Data for review Block Start
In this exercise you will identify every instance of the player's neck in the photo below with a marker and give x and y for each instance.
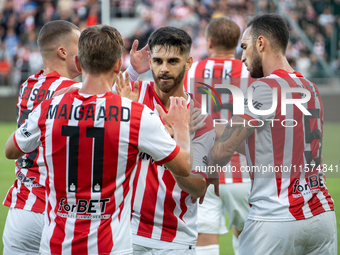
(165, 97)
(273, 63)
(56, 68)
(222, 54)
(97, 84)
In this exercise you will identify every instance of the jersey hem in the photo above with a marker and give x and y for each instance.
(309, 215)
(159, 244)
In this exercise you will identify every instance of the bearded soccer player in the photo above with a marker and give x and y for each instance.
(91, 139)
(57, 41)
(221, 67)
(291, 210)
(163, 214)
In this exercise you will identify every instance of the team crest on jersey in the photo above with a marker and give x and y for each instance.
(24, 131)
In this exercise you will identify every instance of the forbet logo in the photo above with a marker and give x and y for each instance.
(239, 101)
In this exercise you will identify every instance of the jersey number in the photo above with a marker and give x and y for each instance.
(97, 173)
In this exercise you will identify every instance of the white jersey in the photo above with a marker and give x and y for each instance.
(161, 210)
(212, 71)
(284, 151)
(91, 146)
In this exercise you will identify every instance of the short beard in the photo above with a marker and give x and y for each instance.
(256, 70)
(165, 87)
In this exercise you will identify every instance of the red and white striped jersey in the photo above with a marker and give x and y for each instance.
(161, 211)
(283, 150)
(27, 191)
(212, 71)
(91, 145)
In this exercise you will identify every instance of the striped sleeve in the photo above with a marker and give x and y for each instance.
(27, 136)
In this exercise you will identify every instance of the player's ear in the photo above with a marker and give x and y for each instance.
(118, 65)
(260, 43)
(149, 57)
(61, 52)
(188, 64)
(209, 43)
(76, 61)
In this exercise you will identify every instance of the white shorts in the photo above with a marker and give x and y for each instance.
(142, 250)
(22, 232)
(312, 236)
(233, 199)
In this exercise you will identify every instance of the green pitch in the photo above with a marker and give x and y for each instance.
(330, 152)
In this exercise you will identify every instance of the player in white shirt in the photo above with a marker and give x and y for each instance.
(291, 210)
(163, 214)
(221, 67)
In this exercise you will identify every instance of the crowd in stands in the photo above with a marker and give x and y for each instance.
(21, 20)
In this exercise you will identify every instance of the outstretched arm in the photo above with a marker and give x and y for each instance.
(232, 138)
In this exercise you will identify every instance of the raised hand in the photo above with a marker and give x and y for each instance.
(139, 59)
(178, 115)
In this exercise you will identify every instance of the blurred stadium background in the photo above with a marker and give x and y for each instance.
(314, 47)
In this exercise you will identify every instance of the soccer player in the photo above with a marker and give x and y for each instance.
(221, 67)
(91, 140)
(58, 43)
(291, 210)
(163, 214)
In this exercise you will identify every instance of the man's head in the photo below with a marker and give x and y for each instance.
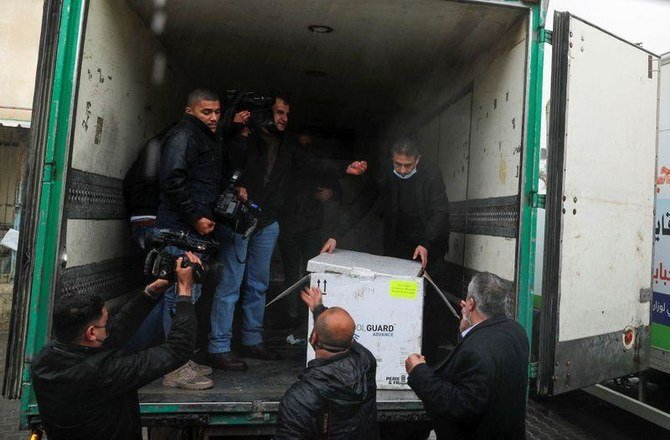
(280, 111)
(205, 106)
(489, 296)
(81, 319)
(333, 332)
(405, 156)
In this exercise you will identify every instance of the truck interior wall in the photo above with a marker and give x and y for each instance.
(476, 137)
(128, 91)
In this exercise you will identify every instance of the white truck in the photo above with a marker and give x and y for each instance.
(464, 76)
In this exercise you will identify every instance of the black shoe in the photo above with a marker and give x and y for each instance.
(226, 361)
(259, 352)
Data for review Block End
Instructions for the task: Every entry above needs to be printed again exactly, with its pictures left out.

Result for this task:
In this exercise you will identify every instance of the player's neck in the photo below with a marker and give x and y for each instance.
(165, 97)
(273, 63)
(56, 68)
(222, 54)
(97, 84)
In this exercise you will identify every instance of the jersey hem in the photo above with a marker and give x and y for each instance.
(309, 215)
(159, 244)
In this exercise you will identify every instance of the bearded soccer player in the photo above with a marker and give x and y for each instance.
(91, 139)
(57, 41)
(221, 67)
(291, 210)
(163, 214)
In this exercise you will identify every instance of the team crest on jersey in the photo above with a marker and give x and y for each instance.
(24, 131)
In this exercise you will identify every instance of the forbet logo in the photo above with a marker and give x and y for each instance.
(239, 101)
In this exercise you will identify every instance of the jersey number in the photo above with a marker and give x and y for each instance.
(97, 173)
In this exercise you will identify every instance of the white jersey in the photo above with a marker and give x and y for each instance.
(161, 210)
(212, 71)
(284, 151)
(91, 146)
In this exercise you will identify every instance of the short beard in the photo above with a marker and give x and y for each instance.
(256, 70)
(165, 87)
In this exercise you will identify every instance of the red and white striped jersey in the photo above with a marker and give x and y for each instance.
(161, 211)
(283, 150)
(27, 191)
(212, 71)
(91, 145)
In this exercise you will identify every instance of the striped sleeve in the photo above with a marker and give x and y for each instance.
(27, 136)
In this exercise you will identify every instance of the player's ear in the photo above with a marker and give x and y for each instance.
(118, 65)
(260, 43)
(149, 57)
(61, 52)
(188, 64)
(209, 43)
(76, 61)
In this exercise you will identify every instance of the white shorts in the photo above with a marker and give x and y for each instance.
(142, 250)
(22, 232)
(312, 236)
(233, 199)
In this exercise you will identify every instance of the green pitch in the photo above with a marker and give x and y for each instance.
(330, 152)
In this exercise you will identify every instance of the player in white shirt in the photo above with a marker and give x and y for each instance.
(291, 210)
(163, 214)
(221, 67)
In this exercise you will identify every instance of the crowd in stands in the photo above with a marker and give x and y for each instance.
(21, 20)
In this exercise you will identify every instance of the outstretched arm in the photo above with a marker and give x and y for each instance.
(232, 138)
In this exercise you will identify every instance of the raised hand in the photo above with a marker and give x and y for each instance.
(139, 59)
(178, 115)
In this exercise you will identify every instance of the blurred stadium background in the photo above with a marker and give x and y for each instance.
(314, 47)
In this exercise you will identify every instance of the soccer player in the photo above with a marker and give x and y for each instance.
(221, 67)
(91, 140)
(58, 43)
(291, 210)
(163, 214)
In this exercise you will identify every instance of the man's head in the photo below with a marker and give x and y for each instance.
(280, 111)
(205, 106)
(489, 296)
(81, 319)
(333, 332)
(405, 156)
In this exercise you will identify every instance of the truck interior wall in the photo above with a marker and give x and y for each instance.
(476, 137)
(128, 91)
In this exercise you will identify every instance of the white truck in the photo above with a marker and give x and y for each instance.
(464, 76)
In this exercise you will identify every instance of the black shoe in the photo above with a marker and give x and y for each instance.
(226, 361)
(259, 352)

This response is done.